● To do: Which lines in the records contain the string "barrel"? List every such line in full, and treat uppercase and lowercase as different.

####################

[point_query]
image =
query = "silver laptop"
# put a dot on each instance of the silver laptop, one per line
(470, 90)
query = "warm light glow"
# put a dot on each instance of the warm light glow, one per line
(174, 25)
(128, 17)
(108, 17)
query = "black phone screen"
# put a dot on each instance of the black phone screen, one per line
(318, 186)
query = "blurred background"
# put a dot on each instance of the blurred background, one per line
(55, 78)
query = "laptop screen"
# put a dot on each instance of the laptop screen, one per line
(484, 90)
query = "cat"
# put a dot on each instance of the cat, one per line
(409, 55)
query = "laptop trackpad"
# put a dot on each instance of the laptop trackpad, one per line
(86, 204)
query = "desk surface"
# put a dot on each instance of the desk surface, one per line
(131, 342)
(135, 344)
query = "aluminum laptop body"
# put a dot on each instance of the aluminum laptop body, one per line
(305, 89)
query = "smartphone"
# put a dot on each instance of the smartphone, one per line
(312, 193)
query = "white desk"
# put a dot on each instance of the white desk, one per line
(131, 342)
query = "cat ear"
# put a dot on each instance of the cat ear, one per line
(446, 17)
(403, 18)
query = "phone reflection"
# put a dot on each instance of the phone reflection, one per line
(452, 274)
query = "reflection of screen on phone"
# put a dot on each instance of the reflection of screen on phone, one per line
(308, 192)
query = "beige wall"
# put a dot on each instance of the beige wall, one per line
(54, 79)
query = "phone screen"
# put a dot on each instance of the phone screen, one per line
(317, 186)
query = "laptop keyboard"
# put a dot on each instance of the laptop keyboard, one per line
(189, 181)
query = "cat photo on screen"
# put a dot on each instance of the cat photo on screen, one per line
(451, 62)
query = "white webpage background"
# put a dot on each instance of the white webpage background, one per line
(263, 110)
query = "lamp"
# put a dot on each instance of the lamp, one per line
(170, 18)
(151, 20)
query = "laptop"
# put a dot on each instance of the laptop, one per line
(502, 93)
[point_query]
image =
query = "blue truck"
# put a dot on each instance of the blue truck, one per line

####################

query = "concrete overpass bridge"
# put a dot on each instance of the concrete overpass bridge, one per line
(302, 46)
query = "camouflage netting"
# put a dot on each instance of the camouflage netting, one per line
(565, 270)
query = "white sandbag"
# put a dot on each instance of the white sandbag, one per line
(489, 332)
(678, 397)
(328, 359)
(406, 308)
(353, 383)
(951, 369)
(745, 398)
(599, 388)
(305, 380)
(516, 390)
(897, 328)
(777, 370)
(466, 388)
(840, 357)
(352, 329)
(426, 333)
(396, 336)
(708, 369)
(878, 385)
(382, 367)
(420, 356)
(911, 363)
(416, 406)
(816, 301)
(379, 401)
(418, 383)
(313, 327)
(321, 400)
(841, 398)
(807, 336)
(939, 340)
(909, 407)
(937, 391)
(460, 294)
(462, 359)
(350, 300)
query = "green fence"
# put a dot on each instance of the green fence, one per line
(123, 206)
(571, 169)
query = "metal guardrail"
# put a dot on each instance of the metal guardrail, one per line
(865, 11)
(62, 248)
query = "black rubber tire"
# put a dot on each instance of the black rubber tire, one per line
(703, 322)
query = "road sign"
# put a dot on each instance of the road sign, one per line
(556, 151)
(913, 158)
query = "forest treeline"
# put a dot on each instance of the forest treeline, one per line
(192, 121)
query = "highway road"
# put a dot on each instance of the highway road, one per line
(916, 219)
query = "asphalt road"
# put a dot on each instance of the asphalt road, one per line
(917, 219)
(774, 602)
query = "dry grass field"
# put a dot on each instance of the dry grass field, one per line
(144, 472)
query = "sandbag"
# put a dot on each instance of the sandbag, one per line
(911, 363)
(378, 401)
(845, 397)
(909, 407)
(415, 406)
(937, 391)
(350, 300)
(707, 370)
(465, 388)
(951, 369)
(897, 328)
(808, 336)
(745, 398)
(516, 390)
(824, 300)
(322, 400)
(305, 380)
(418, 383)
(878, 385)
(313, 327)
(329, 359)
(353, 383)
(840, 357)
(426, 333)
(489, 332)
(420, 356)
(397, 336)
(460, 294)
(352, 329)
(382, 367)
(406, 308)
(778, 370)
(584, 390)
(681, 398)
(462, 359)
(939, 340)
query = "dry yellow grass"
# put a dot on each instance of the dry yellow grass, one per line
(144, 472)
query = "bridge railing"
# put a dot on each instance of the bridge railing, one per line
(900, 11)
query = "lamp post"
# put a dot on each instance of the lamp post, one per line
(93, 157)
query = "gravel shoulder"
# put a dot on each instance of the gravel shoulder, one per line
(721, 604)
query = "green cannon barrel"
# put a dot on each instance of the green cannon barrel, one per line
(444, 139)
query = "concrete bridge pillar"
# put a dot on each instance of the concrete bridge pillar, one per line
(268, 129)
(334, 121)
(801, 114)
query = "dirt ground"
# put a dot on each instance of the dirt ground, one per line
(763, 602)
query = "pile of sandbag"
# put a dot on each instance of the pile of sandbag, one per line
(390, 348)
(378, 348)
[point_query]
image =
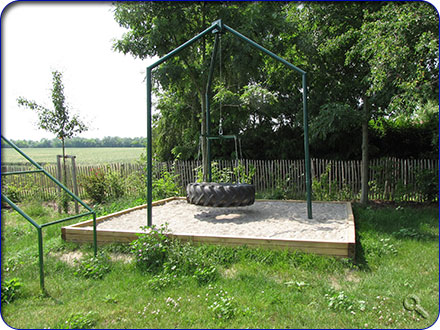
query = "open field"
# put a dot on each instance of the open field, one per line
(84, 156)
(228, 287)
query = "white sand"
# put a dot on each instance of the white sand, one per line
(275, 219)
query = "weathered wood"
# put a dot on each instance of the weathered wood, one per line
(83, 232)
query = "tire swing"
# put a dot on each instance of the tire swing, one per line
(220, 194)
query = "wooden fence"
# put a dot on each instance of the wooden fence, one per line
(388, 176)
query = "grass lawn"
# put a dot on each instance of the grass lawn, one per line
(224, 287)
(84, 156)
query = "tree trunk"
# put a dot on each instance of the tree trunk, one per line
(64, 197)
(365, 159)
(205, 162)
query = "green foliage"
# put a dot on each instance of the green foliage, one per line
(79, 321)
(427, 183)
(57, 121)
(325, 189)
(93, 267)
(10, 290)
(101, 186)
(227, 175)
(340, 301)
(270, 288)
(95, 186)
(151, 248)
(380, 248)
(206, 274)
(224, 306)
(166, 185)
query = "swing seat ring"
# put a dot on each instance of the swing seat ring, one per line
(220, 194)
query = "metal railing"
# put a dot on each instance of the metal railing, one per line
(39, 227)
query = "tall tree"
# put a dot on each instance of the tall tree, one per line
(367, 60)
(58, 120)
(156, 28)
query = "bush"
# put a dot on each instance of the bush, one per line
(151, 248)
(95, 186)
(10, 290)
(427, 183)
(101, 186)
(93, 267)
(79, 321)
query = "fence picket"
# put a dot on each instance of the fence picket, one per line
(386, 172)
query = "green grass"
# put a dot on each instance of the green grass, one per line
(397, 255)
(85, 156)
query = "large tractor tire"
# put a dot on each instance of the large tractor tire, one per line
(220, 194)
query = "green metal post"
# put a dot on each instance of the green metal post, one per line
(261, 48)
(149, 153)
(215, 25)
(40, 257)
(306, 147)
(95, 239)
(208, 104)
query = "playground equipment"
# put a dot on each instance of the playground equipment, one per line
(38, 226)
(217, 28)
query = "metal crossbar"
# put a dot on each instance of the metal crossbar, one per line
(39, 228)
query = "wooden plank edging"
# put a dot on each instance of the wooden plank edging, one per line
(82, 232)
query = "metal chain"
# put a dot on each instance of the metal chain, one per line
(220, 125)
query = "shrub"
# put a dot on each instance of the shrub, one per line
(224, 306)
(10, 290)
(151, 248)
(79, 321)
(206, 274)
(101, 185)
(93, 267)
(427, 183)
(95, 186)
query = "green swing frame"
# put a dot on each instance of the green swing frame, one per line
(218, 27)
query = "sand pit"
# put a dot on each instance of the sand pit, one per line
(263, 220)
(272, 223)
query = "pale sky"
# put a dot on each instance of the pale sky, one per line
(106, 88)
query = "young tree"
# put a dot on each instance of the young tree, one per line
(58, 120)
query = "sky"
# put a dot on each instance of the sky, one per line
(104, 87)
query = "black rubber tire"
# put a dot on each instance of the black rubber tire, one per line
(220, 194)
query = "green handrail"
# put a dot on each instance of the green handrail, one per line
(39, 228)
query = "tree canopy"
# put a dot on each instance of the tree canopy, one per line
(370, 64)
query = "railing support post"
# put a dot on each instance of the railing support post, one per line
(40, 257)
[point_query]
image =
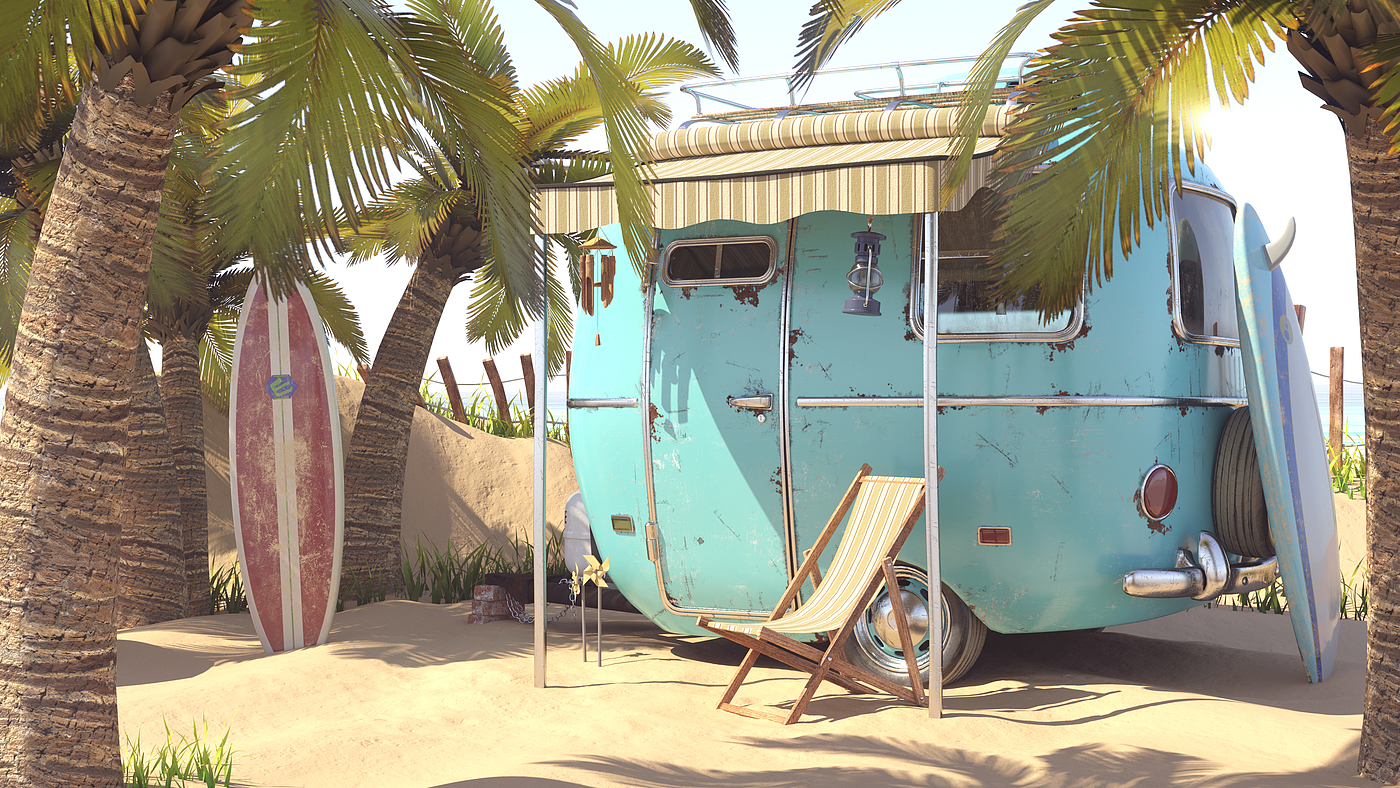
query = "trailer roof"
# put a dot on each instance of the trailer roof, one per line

####################

● Result for this task:
query = "green cannon barrel"
# put a dot on each instance of the green cannon barrel, one per line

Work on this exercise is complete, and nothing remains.